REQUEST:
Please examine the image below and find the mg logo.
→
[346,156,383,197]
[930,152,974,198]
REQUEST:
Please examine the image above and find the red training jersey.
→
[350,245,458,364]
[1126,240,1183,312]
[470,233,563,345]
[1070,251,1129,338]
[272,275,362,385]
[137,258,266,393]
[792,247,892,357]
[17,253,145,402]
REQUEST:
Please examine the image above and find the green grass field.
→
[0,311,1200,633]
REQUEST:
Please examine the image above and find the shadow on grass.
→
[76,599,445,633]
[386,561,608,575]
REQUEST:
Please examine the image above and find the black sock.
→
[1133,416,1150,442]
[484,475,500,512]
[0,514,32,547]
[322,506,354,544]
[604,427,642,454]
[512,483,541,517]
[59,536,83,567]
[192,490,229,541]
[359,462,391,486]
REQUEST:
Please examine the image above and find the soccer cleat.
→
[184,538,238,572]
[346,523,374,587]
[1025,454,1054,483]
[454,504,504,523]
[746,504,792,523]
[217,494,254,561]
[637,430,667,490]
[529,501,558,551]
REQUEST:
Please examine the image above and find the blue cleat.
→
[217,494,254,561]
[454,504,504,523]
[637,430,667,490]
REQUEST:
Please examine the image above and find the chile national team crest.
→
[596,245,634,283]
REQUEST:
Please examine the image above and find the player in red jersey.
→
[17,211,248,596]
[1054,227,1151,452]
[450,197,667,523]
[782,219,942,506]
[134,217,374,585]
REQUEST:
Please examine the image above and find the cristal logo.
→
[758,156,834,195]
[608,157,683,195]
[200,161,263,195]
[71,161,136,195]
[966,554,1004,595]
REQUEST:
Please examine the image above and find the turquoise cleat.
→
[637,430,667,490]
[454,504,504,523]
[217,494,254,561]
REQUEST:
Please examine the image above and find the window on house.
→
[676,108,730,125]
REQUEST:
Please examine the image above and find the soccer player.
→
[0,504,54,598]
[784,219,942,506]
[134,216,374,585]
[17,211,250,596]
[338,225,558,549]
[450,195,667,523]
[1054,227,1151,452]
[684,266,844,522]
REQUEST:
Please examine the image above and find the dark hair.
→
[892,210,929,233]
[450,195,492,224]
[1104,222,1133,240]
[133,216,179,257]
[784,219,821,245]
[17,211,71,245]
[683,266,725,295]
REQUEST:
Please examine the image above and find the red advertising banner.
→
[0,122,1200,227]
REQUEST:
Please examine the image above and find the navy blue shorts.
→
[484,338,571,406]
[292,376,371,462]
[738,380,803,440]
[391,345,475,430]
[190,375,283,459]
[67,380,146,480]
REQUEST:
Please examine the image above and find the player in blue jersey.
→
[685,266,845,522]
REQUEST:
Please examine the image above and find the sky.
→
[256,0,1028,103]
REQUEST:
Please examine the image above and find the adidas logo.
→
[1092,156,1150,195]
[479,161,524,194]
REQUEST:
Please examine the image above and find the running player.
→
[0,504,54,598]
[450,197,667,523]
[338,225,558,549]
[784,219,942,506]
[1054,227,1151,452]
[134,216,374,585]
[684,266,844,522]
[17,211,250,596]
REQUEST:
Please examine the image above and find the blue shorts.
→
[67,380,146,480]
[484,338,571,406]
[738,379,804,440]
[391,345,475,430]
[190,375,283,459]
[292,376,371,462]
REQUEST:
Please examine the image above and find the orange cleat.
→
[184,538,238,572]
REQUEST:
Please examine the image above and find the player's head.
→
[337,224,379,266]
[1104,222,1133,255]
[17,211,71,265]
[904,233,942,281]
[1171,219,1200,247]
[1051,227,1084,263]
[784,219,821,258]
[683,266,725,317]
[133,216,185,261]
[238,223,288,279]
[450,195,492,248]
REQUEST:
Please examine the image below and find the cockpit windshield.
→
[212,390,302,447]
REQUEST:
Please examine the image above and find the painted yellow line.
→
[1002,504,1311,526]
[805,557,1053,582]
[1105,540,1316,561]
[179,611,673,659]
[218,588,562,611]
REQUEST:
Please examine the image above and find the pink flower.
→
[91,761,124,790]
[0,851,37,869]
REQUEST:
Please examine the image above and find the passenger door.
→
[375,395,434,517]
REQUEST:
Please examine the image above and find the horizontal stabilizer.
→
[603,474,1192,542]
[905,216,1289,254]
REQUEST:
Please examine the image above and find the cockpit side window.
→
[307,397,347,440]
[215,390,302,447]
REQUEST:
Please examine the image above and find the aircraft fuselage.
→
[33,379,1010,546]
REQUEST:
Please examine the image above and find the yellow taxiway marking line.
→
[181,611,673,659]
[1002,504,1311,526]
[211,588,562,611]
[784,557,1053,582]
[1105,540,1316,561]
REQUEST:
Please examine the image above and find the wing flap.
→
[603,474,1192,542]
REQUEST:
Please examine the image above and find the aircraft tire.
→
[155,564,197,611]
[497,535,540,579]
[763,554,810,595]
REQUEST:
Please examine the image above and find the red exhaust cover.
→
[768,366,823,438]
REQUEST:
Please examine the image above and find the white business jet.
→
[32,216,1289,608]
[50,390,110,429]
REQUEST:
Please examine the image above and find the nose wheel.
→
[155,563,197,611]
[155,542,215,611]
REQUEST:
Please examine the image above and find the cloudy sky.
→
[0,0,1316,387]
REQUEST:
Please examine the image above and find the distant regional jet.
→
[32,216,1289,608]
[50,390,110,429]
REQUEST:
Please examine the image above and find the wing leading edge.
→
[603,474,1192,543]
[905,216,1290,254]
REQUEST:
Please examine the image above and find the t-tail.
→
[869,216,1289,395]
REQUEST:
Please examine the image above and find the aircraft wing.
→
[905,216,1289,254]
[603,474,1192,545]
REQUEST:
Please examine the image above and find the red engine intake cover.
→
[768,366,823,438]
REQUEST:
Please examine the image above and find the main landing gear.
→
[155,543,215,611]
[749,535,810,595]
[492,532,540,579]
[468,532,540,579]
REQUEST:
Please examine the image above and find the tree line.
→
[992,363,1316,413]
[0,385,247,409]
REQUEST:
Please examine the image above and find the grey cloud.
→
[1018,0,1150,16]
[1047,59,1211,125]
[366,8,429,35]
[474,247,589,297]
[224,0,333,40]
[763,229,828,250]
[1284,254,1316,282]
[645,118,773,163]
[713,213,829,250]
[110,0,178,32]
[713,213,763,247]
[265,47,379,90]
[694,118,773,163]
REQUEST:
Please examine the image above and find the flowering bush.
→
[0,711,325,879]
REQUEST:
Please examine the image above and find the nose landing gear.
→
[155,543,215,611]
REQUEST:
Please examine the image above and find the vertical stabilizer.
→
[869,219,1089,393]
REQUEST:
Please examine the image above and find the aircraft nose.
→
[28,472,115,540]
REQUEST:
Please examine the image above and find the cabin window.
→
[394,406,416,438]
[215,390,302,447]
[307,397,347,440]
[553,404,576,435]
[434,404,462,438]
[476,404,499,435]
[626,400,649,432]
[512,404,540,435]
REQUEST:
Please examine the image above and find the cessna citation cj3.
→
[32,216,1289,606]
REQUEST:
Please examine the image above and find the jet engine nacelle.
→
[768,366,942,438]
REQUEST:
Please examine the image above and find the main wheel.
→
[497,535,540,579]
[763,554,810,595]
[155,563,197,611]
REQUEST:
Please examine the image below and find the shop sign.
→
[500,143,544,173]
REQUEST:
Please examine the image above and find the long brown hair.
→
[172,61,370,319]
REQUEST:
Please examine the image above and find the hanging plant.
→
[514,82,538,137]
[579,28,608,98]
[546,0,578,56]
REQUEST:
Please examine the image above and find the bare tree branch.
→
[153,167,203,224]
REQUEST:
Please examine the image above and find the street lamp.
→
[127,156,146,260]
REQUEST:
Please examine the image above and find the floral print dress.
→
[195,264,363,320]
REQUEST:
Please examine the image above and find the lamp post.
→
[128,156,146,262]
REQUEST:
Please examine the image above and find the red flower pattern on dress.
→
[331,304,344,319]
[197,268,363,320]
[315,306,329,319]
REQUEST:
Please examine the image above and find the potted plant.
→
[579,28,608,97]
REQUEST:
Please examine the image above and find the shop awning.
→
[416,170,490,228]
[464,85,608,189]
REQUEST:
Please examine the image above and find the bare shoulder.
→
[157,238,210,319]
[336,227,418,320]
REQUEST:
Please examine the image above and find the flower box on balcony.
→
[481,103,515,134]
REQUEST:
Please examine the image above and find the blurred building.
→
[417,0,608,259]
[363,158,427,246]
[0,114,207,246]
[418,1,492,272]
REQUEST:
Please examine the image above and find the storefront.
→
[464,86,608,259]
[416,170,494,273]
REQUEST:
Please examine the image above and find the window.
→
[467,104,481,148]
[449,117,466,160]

::::

* **WHAT YOU HAVE TO DO**: Render the records as a two-column CSV with the header request,answer, one row per request, from the start of the records through the line containing "[529,501,558,551]". Put the request text and its answer each in a single quoted field, with line breaks replaced by spaces.

* **TASK RESPONSE**:
request,answer
"REQUEST: Please examine the image below and find the mg logo. →","[346,156,383,197] [930,152,974,198]"
"REQUEST: Please examine the image above and find the red training jersey. →","[350,245,458,364] [1126,240,1183,312] [470,233,563,345] [1070,251,1129,338] [272,275,362,385] [137,258,266,393] [792,247,892,357] [17,253,145,402]"
"REQUEST: Please examine the image above and find the green grass field. →","[0,311,1200,633]"
"REQUEST: Please examine the image above and find the shadow on grass. →","[76,599,445,633] [386,561,608,575]"
"REQUEST: Please examine the image above and find the black sock. →","[1133,416,1150,442] [484,475,500,512] [0,514,32,547] [322,506,354,544] [604,427,642,454] [512,483,541,517] [59,536,83,567] [192,490,229,541] [359,462,391,486]"
"REQUEST: Please examine the image above and find the soccer cleat. →","[184,538,238,572] [346,523,374,587] [1025,454,1054,483] [454,504,504,523] [746,504,792,523] [217,494,254,561] [637,430,667,490] [529,501,558,551]"